Lines in the listing below that hold "flower" are the ones to copy.

▶ Material provided:
━━━━━━━━━━━━━━━━
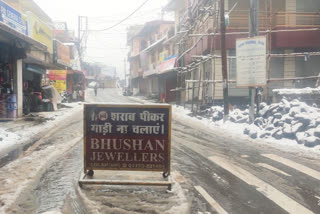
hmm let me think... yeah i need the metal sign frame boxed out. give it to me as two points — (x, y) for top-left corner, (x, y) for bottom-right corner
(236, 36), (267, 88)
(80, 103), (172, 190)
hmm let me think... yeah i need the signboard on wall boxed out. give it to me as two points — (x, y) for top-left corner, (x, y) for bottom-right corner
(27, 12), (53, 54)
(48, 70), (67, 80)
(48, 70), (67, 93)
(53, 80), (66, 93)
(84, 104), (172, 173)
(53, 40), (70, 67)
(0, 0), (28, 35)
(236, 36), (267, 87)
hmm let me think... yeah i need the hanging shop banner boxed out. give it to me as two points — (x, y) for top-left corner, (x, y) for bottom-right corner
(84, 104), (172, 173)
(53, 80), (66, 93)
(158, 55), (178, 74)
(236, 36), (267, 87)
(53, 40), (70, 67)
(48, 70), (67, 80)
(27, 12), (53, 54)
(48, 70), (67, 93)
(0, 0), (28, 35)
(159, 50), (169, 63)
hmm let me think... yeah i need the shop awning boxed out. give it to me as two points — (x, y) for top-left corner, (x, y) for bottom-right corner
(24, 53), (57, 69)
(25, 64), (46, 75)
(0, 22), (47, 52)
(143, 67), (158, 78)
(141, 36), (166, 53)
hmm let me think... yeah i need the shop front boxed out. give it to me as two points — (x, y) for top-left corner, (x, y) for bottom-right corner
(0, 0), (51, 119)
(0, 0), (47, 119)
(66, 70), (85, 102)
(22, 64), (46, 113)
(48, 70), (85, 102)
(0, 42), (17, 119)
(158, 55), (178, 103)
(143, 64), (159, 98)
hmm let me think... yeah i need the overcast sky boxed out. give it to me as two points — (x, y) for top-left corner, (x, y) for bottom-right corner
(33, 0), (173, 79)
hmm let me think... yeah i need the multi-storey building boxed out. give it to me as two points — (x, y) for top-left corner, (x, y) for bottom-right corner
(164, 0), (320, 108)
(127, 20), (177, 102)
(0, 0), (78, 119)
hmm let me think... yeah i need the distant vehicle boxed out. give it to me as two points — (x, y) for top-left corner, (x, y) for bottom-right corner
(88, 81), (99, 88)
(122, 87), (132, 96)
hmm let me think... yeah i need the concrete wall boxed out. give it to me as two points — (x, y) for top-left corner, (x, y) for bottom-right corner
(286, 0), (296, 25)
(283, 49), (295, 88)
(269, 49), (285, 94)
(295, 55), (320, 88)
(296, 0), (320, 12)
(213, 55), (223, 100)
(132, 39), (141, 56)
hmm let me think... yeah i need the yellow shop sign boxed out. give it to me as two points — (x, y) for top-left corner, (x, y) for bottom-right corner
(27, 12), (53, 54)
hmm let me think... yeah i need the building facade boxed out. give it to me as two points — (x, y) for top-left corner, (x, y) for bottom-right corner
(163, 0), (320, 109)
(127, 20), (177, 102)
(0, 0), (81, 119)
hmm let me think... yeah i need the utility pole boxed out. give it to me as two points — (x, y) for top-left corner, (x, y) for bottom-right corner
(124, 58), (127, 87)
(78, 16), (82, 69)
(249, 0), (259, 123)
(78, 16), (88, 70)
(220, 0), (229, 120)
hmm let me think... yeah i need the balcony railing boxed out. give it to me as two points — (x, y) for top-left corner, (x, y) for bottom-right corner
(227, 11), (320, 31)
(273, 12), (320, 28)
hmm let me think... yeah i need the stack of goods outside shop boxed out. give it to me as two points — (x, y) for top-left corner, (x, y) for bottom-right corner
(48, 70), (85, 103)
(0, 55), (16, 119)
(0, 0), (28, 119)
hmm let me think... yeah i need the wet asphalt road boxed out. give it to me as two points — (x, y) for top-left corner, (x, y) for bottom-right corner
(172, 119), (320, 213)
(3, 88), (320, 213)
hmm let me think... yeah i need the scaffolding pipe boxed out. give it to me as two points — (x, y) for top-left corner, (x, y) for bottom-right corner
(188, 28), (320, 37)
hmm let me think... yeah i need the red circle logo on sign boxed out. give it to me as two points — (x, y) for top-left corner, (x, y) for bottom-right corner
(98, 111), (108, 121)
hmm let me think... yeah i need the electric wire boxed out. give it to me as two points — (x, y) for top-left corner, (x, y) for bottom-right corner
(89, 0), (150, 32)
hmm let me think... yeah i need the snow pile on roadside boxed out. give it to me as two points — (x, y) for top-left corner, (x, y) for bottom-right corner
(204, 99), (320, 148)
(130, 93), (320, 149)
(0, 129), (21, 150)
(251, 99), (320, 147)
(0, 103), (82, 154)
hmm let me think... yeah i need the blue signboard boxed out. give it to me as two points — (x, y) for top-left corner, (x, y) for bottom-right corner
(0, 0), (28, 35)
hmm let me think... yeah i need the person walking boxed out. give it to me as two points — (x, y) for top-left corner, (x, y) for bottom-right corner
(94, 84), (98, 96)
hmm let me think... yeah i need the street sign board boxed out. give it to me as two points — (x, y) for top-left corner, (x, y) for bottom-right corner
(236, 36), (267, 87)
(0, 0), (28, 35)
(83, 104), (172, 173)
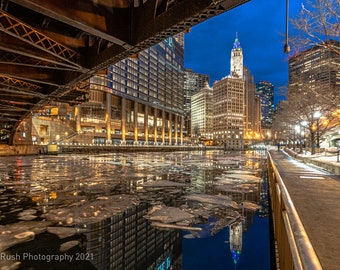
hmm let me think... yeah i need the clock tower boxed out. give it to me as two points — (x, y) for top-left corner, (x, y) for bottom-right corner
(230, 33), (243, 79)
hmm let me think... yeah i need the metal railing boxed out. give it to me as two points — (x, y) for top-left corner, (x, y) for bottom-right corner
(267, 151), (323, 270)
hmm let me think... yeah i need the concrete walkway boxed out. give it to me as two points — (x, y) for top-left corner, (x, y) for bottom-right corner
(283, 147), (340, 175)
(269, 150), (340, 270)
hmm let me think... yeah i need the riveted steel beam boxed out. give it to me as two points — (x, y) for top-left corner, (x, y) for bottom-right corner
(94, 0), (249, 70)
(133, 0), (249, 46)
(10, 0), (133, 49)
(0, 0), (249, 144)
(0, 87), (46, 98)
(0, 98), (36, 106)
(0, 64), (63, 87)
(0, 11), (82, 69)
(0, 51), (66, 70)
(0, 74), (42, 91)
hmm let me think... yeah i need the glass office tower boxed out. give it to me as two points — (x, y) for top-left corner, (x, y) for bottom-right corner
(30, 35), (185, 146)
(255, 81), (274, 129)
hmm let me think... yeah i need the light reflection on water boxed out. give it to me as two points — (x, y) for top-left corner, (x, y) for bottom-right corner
━━━━━━━━━━━━━━━━
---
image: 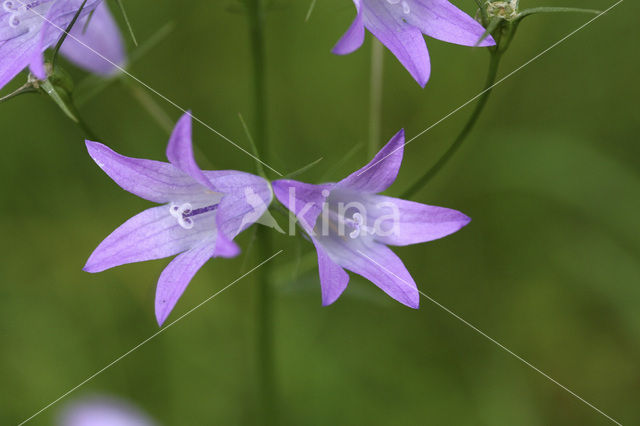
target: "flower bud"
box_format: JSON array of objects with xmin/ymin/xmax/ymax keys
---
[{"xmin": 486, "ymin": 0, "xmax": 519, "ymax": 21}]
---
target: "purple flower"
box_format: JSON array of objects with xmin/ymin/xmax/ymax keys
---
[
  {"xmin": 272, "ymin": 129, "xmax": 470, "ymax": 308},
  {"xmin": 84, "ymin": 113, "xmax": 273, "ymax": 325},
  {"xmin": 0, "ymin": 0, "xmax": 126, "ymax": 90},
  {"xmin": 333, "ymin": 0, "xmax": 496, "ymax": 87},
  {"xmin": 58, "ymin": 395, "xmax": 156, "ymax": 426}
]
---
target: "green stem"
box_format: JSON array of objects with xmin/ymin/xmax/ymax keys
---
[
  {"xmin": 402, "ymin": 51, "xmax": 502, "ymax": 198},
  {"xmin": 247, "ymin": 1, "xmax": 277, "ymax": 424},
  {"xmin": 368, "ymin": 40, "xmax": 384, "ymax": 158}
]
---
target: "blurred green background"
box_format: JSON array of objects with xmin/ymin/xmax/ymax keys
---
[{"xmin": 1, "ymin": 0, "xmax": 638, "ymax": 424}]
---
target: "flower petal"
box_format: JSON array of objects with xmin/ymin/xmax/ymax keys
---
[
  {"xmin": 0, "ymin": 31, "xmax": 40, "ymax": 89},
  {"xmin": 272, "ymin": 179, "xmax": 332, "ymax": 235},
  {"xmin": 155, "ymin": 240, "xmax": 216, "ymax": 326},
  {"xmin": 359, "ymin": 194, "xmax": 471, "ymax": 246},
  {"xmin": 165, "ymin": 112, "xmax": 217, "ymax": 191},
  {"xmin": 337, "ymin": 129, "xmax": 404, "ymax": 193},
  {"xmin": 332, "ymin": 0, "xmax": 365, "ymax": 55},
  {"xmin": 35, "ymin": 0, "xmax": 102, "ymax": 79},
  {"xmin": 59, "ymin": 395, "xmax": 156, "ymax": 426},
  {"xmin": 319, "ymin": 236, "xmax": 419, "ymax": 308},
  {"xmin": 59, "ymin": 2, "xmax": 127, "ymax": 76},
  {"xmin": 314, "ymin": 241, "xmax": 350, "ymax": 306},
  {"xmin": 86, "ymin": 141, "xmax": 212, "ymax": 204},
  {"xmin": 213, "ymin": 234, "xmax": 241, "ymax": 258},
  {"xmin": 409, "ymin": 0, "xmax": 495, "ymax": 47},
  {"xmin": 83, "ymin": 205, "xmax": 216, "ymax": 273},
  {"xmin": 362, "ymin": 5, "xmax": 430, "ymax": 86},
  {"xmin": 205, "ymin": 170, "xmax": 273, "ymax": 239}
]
━━━━━━━━━━━━━━━━
▶ Solution for this exercise:
target: "flower bud"
target: "purple flower"
target: "flower petal"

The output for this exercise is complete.